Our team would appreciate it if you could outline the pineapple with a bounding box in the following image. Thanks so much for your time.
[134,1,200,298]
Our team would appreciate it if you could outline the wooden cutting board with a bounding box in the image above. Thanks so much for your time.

* * * * *

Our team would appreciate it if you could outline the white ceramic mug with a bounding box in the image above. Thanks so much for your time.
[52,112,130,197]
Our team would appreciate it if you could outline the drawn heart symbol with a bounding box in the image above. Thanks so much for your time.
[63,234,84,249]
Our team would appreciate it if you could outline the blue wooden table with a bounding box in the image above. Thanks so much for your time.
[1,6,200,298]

* * * * *

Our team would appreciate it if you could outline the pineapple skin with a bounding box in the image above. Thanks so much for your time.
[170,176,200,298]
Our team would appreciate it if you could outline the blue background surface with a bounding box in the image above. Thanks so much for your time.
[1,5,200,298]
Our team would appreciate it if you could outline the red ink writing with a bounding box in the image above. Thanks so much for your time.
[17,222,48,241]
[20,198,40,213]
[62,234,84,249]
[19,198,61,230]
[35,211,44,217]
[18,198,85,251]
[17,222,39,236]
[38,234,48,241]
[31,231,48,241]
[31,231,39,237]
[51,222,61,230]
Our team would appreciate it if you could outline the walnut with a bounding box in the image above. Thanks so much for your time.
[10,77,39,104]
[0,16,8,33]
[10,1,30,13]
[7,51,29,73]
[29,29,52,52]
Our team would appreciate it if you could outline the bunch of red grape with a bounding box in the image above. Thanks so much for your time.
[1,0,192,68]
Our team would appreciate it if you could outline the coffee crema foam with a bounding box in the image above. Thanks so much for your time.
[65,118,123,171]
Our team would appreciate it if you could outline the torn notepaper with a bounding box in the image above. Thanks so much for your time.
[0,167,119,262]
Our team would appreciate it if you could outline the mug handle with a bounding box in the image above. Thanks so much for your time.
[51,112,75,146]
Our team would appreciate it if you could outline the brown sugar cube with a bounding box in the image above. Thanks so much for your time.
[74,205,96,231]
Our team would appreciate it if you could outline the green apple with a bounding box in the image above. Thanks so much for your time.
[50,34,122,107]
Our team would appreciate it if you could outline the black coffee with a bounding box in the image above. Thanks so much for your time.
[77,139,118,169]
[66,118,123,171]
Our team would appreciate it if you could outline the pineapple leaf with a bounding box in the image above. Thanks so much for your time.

* * * * *

Everything above from the line containing "Our team would appreciate it if you could outline the brown" down to the line containing "the pineapple leaf" is to be transcribed exactly, with both of those lines included and nothing else added.

**RESULT OF THE EXERCISE**
Our team would appreciate it if you could outline the brown sugar cube with a bounding box in the image above. Thanks so much for your time.
[74,205,96,231]
Our team would appreciate it if you could outline the green apple with a bounding box in the image above. Thanks so much for your time.
[50,34,122,107]
Our team would appreciate it if you could outline the black coffee with a bounding box in the image above. Thanks so much for your time.
[77,139,118,169]
[66,118,123,171]
Our team would appreciate it if you could outline the pineapple leaf with a bounding box in the image above. Thanks so much for your time.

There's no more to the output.